#### PASSAGE

At low, mid, and high altitudes, China and Russia have developed counter-measures that put the US space monitoring and communications capabilities in jeopardy, says Schneider.
China and Russia might perform a wide range of offensive space activities by maneuvering their spacecraft adjacent to US satellites. Sensors, onboard computation, data linkages, or satellite electric power systems can all be disrupted, spoofed, or destroyed, and malicious programming can be inserted via cyber methods.
All of this is bolstered by their ability to target important American infrastructure using both cyber and kinetic weapons. Military operations, as well as the electric power grid, national telecommunications, and air and rail transportation infrastructure that underlie US economic and military strength, are all built on this foundation.
In 2018, the then-US general in command of the country’s nuclear arsenal issued a harsh warning that Russia and China are “aggressively” building new hypersonic weapons against which the US has no protection, as previously reported by CNN.

########

Please copy the passage on Chinese and Russian threats to US space systems word for word, in full. You won't need these lines.

#### RECORDS SHOWN

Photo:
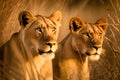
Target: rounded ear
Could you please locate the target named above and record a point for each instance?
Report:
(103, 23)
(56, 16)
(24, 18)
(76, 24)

########

## ANSWER TO THIS PROBLEM:
At low, mid, and high altitudes, China and Russia have developed counter-measures that put the US space monitoring and communications capabilities in jeopardy, says Schneider.
China and Russia might perform a wide range of offensive space activities by maneuvering their spacecraft adjacent to US satellites. Sensors, onboard computation, data linkages, or satellite electric power systems can all be disrupted, spoofed, or destroyed, and malicious programming can be inserted via cyber methods.
All of this is bolstered by their ability to target important American infrastructure using both cyber and kinetic weapons. Military operations, as well as the electric power grid, national telecommunications, and air and rail transportation infrastructure that underlie US economic and military strength, are all built on this foundation.
In 2018, the then-US general in command of the country’s nuclear arsenal issued a harsh warning that Russia and China are “aggressively” building new hypersonic weapons against which the US has no protection, as previously reported by CNN.